| WHAT IS REQUIRED |
Write out everything in the records exactly, apart from the pictures.

| DATA FOR ANALYSIS |
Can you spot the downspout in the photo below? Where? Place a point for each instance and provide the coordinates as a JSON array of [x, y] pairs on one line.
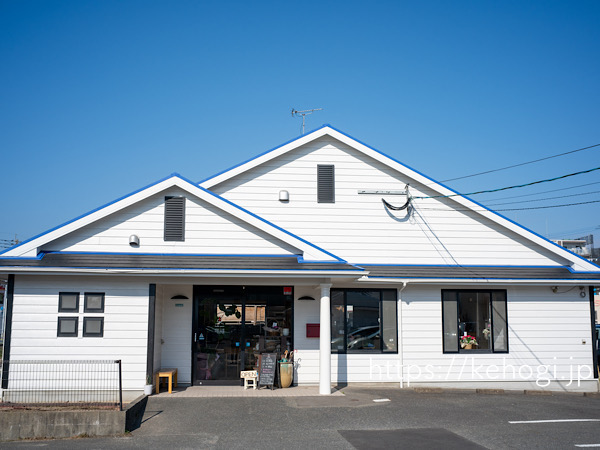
[[401, 346], [594, 336]]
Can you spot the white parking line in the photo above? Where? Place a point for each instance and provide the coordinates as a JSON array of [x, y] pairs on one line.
[[555, 421]]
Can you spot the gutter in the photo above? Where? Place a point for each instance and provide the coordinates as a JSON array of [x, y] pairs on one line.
[[508, 281]]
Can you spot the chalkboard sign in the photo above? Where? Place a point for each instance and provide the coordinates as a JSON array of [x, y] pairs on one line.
[[266, 369]]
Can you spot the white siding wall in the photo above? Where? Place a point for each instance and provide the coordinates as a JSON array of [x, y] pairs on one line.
[[35, 317], [546, 335], [358, 227], [207, 231]]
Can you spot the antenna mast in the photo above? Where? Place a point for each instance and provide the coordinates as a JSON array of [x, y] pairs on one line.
[[304, 113]]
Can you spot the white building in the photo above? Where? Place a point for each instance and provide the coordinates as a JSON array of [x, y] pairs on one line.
[[305, 240]]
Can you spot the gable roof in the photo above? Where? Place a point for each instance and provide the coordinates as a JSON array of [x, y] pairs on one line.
[[311, 252], [577, 263]]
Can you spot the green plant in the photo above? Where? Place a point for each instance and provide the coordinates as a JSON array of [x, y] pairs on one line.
[[467, 340]]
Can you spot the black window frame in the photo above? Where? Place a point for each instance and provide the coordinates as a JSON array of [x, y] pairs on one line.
[[325, 183], [174, 218], [474, 351], [381, 350], [68, 318], [88, 334], [68, 310], [85, 302]]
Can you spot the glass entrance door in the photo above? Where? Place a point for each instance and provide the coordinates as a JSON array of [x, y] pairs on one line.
[[232, 325], [217, 335]]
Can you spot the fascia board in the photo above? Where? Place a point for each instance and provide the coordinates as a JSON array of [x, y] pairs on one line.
[[479, 281], [184, 272], [311, 252]]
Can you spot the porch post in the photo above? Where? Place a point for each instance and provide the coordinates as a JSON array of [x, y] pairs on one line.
[[325, 342], [151, 318]]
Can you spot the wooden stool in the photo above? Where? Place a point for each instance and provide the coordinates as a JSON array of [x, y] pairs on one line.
[[170, 374], [250, 378]]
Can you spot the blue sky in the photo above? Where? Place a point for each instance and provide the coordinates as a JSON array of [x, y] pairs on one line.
[[98, 99]]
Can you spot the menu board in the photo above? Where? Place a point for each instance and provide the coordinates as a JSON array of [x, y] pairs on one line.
[[266, 369]]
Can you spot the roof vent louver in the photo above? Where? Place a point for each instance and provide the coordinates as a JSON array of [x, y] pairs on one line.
[[325, 183], [174, 218]]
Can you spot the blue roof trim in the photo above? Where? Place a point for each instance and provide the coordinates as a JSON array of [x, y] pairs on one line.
[[237, 255], [263, 153], [570, 269], [184, 270], [90, 212], [464, 196], [256, 216], [176, 175], [465, 266], [420, 173], [582, 281]]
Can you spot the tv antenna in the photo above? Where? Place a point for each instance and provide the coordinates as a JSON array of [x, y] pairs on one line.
[[304, 113]]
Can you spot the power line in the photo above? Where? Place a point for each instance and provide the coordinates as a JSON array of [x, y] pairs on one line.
[[543, 192], [515, 187], [542, 199], [521, 164], [514, 209]]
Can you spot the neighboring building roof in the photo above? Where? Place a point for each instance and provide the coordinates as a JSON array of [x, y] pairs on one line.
[[578, 262]]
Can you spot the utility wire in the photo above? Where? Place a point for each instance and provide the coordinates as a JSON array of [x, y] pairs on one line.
[[514, 209], [521, 164], [542, 199], [514, 187], [542, 192]]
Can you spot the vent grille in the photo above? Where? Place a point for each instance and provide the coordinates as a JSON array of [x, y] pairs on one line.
[[325, 184], [174, 218]]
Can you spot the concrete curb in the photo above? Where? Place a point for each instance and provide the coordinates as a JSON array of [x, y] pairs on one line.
[[34, 424]]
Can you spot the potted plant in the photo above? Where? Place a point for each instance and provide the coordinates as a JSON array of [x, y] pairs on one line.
[[148, 386], [467, 341], [286, 369]]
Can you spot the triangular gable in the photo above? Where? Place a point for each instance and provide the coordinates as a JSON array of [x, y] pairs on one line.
[[309, 251], [577, 263]]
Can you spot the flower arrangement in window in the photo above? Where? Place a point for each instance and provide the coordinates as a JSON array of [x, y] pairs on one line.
[[487, 330], [467, 341]]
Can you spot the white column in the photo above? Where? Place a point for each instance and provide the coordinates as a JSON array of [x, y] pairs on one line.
[[325, 342]]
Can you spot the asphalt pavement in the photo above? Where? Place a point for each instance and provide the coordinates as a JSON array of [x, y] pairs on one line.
[[362, 418]]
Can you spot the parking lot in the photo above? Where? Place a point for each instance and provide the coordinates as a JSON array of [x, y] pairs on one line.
[[361, 418]]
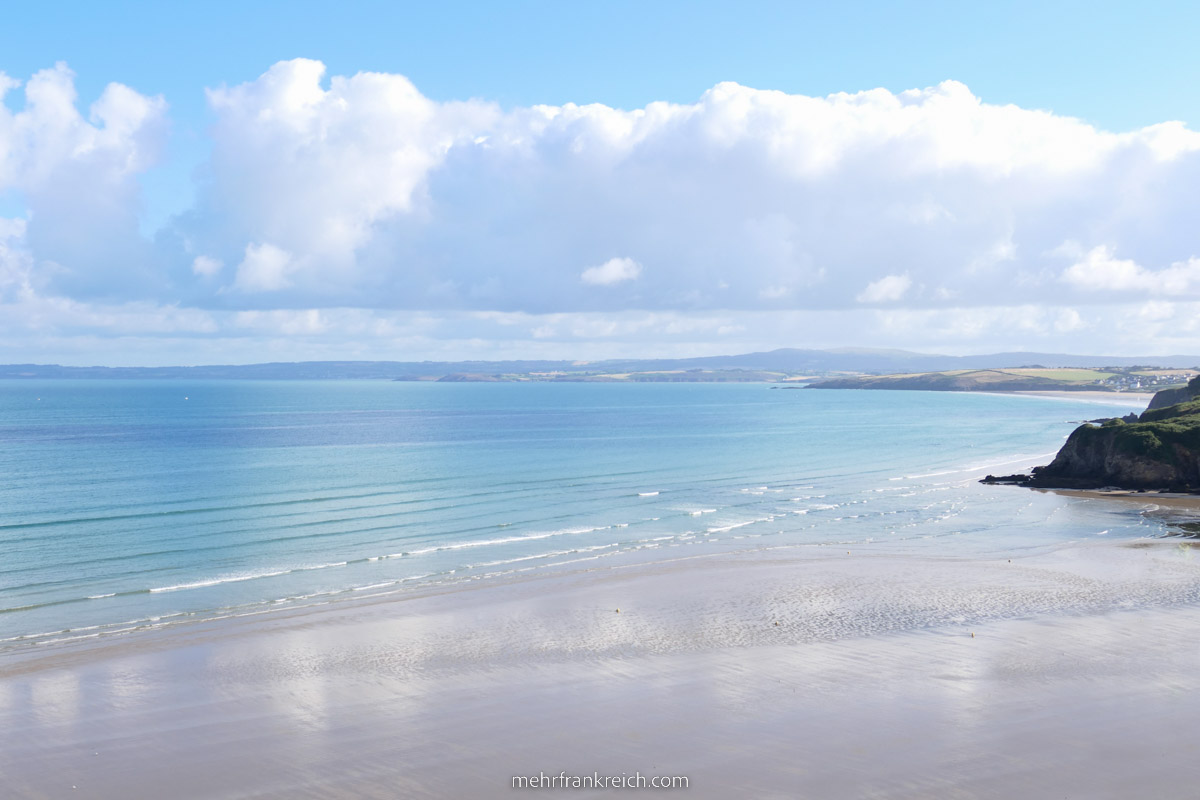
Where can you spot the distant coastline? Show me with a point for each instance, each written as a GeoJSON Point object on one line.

| RESPONSE |
Can you spot the downspout in the photo below? Where? Place a point for each instance and provide the coordinates as a JSON array of [x, y] pairs on one line.
[[401, 346], [594, 336]]
Can you spot the white parking line in the photo above? Where? Place a point for each instance and provide the coordinates as a JSON array of [x, y] pairs on one line.
[[555, 421]]
Can you spot the gutter in the photo above? Where? Place a point for each instance and provide the coordinates as a JSON array of [x, y] pairs on one line.
[[508, 281]]
Can you spot the chalkboard sign in the photo above? Where? Place a point for each instance and provide the coordinates as a JSON array of [x, y] pairs on one line.
[[266, 369]]
Can you spot the white siding wall in the photo above? Where? Place a point for each instance and provide the coordinates as a JSON array of [x, y] pairs on one line.
[[35, 317], [546, 335], [358, 227], [207, 231]]
Can you spot the antenna mast in the photo above? Where? Place a point for each instance and provide the coordinates as a JSON array of [x, y] pairs on one line.
[[304, 113]]
Can you spot the white building in the photo above? Where? Place a point for each instance and provide the coordinates as a JSON array of [x, y] pairs on one line.
[[305, 240]]
Can you spot the gable roof in the photo above? Where? Place a point for each instance and provide the coordinates as a JSON array of [x, y] pairs on one line.
[[311, 252], [577, 263]]
Can you spot the green plant in the photo above? Where? Place a point for each instance and provide the coordinates as a JSON array of [x, y] pairs on one line.
[[467, 340]]
Can you spot the black window frame in the photo above? Where? Place a point for each instance and provide the coordinates as a JSON array of [x, y] pairs on one line.
[[325, 183], [174, 218], [474, 351], [381, 350], [68, 318], [88, 334], [68, 310], [85, 302]]
Can you spot the glass entrance door in the photo above? Where? Place a point for each instance and provide the coordinates as a JSON array of [x, y] pairs on one line.
[[232, 325], [217, 335]]
Can you spot the fascia board in the photo above? Where? Place a point for each instance and provide the coordinates as a JSON array of [x, y] pairs on one line.
[[479, 281], [184, 272], [311, 252]]
Can you spot the porch post in the photo above? Where? Place a point for each instance and provide the coordinates as a JSON array of [x, y] pairs on one line.
[[325, 342], [151, 318]]
Can you spot the wooden stool in the photo above? Where? Place a point for each instance and provide the coordinates as a JSON array of [x, y] pairs on one line.
[[170, 374], [250, 378]]
Can you spot the blue sky in the photo above? Where? Place a point for each instance and provide the coordinates as a JSON array of [x, y] pairs on one line.
[[98, 99]]
Can you spot the menu board in the photo above? Where? Place a point for each instance and provide the coordinates as a JSON array of [x, y] pairs on one line.
[[266, 369]]
Can you spot the roof vent louver in the photo above? Where? Place a point for each instance and provide the coordinates as a JSON array of [x, y] pairs on one line.
[[325, 183], [174, 218]]
Can you spot the blue roof trim in the photo above? Where? Place a point for each instance and provide the coordinates as a JSON array of [x, y] pairs on one line.
[[237, 255], [263, 153], [570, 269], [184, 270], [90, 212], [464, 196], [256, 216], [176, 175], [465, 266], [420, 173], [582, 281]]
Can you spot the tv antenna in the photo above? Where? Place a point for each instance and provide the coordinates as a JSON array of [x, y] pairs on one line.
[[304, 113]]
Can you spot the power line in the photo above? Where? Place a point for each instance and provide the coordinates as a JSON array of [x, y] pairs on one line.
[[543, 192], [515, 187], [542, 199], [521, 164], [514, 209]]
Can you spot the neighboring building roof in the photo above? Where? Place a point for each instance and provide the coordinates as a JSON array of [x, y] pairs on one line.
[[578, 262]]
Can you spot the utility wire in the photo above? Where? Place a point for each instance and provide the coordinates as a JSON array of [x, y] pairs on one line.
[[514, 209], [521, 164], [542, 199], [514, 187], [542, 192]]
Can you spot the vent grille in the photo above? Where? Place a point for each instance and provide the coordinates as a JSON array of [x, y] pairs on one line.
[[325, 184], [174, 218]]
Can you spot the concrete curb in the photo above? Where? Place a point for each instance and provide the coordinates as a JSON array of [x, y] pairs on one line.
[[34, 424]]
Can you spot the potted plant in the photo above? Where? Place a point for each instance and provide the coordinates as a JSON array of [x, y] pairs on one line.
[[148, 386], [467, 341], [286, 369]]
Can you spot the triangular gable in the photo above? Where? Place a point for each instance and provide the coordinates as a JSON array of [x, y] pairs on one line.
[[309, 251], [577, 263]]
Can you spot the flower arrangement in window in the photo above? Where? Place a point for each instance and provide the coordinates as a JSON array of [x, y] pairs on one line.
[[487, 330], [467, 341]]
Can you spot the white column in the photo above? Where? Place a point for each instance and provide the coordinates as a JSON array of [x, y] pairs on one line.
[[325, 342]]
Can you spot the asphalt pavement in the photo above? Where? Place a point for each instance and provide the coordinates as a JSON array of [x, y] pairs on one line.
[[362, 418]]
Can you spot the parking lot in the photo above? Where? Place a point for each instance and provide the coordinates as a JSON array of [x, y] pairs on one line.
[[361, 418]]
Where can you spot the distant coastline? Show me with a point for each instance, each written as a GeoJSON Point object on one line.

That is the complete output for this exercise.